> BRIEF: Which lines run from the one containing "Place a point on every instance of the black cap" through the last of the rows below? Quote that stretch word for word, including both ends.

> DATASET RECORDS:

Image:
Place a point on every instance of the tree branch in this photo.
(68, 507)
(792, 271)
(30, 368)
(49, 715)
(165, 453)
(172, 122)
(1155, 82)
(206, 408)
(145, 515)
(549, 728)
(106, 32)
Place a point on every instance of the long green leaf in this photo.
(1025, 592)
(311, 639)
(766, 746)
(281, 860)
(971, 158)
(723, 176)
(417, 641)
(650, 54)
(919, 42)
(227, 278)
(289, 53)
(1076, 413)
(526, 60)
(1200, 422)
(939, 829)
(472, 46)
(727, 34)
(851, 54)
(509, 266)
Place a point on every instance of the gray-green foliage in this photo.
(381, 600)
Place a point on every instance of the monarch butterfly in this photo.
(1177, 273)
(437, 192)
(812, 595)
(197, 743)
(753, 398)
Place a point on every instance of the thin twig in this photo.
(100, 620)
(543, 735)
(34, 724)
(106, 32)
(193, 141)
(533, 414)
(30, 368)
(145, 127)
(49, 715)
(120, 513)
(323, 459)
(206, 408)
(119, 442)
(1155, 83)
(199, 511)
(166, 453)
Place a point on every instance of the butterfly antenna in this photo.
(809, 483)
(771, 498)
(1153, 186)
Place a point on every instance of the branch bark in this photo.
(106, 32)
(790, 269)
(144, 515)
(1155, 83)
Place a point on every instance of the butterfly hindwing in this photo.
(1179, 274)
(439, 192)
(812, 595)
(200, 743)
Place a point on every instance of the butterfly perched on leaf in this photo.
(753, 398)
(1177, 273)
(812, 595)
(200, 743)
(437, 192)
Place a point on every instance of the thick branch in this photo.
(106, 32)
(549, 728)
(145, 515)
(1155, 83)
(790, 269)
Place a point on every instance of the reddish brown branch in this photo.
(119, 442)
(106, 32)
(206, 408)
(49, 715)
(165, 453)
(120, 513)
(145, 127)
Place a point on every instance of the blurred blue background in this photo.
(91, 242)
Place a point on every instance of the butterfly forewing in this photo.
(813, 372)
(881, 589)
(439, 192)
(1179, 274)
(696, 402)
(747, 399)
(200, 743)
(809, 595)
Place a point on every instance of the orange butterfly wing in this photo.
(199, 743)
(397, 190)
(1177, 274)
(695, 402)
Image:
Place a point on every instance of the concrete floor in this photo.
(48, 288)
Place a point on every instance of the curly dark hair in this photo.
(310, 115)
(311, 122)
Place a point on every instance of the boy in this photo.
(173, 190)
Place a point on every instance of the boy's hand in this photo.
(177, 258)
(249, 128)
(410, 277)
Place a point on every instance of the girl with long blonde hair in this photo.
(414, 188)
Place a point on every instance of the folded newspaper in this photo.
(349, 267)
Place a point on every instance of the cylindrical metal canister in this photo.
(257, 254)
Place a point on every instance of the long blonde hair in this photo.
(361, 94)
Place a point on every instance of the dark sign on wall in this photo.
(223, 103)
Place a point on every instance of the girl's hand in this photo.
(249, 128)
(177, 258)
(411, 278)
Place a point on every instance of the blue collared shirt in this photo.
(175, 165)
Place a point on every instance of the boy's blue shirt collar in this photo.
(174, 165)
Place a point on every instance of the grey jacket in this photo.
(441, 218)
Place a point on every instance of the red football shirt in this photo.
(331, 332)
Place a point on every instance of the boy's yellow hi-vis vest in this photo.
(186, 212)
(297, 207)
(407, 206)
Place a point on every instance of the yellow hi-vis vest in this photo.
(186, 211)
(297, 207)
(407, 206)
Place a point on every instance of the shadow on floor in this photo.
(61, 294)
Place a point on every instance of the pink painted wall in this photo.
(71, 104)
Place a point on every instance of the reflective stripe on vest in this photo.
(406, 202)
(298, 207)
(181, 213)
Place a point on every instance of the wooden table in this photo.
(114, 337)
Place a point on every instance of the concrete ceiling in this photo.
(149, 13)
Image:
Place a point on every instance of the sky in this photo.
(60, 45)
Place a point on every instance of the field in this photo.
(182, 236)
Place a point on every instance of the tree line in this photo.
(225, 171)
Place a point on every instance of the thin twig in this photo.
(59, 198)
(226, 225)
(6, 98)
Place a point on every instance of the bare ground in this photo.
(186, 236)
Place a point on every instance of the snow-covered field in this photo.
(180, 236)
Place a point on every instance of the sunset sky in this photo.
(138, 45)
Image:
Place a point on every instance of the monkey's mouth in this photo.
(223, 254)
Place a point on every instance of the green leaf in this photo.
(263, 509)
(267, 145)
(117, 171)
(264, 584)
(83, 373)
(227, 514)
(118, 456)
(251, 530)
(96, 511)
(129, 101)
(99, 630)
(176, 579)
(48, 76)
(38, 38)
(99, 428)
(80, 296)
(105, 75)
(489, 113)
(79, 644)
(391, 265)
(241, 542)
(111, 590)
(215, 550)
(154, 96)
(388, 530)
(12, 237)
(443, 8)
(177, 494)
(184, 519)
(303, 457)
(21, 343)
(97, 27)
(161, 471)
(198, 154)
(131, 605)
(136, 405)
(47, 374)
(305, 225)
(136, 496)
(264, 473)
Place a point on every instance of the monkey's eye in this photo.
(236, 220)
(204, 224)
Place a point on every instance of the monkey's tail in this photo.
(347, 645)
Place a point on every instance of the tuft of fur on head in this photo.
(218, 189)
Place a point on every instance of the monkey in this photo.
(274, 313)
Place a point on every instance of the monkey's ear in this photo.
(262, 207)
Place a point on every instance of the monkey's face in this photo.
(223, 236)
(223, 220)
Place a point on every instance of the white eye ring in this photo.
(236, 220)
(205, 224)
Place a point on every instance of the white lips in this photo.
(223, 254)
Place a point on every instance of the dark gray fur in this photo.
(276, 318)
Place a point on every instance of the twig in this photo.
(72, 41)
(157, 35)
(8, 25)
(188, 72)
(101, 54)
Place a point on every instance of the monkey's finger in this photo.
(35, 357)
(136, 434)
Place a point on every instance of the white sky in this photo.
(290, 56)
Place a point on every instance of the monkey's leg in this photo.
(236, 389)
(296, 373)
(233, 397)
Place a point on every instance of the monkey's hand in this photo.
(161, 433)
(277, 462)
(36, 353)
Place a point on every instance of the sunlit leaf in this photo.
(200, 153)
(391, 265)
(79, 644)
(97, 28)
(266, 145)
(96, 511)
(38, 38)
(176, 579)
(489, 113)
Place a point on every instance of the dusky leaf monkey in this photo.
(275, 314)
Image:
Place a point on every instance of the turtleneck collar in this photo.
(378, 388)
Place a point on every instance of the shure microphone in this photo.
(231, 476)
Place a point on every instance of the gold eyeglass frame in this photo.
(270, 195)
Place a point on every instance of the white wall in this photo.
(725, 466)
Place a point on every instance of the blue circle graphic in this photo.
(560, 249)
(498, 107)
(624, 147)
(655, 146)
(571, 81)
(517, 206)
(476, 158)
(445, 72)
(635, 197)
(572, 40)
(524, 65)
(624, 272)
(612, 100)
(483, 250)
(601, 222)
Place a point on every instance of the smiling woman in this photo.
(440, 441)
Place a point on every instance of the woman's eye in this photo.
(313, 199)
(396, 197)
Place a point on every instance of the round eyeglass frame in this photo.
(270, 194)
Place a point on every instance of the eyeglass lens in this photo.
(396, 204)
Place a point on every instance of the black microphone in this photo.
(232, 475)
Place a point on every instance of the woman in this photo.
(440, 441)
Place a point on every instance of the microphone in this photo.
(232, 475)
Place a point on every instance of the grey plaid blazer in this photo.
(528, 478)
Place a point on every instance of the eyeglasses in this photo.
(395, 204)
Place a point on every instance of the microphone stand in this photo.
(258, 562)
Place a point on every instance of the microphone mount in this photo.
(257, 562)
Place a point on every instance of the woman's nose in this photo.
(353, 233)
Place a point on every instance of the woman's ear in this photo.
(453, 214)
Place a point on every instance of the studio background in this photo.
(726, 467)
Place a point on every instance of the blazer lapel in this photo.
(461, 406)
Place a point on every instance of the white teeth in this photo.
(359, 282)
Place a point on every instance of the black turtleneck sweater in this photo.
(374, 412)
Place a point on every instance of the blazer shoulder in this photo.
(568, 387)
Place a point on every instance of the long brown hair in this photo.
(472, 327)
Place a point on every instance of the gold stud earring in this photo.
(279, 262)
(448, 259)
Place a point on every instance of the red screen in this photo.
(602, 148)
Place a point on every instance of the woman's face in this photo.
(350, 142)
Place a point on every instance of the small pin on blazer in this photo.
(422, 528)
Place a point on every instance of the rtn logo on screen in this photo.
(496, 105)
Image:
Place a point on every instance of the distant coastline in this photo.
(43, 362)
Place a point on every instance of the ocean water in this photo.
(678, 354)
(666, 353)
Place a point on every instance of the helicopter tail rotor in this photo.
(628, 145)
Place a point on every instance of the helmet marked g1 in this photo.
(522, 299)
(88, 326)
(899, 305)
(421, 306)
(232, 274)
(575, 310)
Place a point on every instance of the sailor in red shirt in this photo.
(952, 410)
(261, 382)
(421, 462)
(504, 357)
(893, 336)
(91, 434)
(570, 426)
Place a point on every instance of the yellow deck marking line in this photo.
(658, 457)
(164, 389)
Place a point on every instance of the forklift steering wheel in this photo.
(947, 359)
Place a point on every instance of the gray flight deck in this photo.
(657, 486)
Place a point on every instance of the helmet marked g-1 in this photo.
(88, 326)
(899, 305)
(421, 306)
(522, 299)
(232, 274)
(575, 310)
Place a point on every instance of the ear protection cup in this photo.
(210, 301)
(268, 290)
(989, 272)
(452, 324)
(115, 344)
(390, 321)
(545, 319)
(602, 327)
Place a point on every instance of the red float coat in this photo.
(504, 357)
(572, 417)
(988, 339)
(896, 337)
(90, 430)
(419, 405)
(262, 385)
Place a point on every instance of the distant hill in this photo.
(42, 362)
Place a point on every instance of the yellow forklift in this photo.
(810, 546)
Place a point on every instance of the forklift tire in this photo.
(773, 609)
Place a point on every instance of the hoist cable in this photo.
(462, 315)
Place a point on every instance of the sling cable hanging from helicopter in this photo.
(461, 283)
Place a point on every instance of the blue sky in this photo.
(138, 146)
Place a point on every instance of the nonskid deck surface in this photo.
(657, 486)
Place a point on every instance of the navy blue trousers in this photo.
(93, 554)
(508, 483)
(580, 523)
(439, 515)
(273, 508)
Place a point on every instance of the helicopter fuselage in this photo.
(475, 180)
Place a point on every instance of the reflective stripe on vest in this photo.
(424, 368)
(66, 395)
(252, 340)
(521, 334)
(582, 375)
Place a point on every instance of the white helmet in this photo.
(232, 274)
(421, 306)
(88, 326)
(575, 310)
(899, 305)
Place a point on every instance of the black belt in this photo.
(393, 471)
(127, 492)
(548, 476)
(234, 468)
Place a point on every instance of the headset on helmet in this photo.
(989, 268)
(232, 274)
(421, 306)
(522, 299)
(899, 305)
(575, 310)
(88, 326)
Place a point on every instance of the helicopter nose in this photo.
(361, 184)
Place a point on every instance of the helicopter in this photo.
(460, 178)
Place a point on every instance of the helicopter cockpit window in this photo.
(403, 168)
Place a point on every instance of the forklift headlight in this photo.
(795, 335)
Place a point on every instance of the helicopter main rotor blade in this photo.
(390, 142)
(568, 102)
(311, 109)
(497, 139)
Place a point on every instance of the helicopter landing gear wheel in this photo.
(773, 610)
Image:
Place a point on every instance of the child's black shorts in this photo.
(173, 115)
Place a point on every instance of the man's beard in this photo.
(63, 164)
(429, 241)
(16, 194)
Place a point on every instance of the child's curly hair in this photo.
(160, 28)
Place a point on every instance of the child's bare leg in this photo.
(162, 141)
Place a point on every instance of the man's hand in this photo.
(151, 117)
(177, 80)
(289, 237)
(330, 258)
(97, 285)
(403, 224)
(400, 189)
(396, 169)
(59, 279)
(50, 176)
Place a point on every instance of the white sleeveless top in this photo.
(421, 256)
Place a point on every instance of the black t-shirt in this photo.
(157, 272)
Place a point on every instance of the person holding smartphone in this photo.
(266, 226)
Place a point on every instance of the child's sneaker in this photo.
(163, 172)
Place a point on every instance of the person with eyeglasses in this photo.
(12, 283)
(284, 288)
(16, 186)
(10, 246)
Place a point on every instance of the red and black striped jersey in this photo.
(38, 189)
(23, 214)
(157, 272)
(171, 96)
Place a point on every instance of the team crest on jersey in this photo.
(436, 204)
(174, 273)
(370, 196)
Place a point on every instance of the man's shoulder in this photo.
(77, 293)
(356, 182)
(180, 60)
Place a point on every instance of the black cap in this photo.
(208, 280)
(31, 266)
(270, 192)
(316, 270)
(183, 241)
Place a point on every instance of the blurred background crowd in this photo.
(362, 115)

> EXERCISE OUTPUT:
Place a point on every instance of the black cap in this photo.
(208, 280)
(31, 266)
(270, 192)
(316, 270)
(183, 241)
Place a point on every instance of the blurred background crowd in this photo.
(362, 115)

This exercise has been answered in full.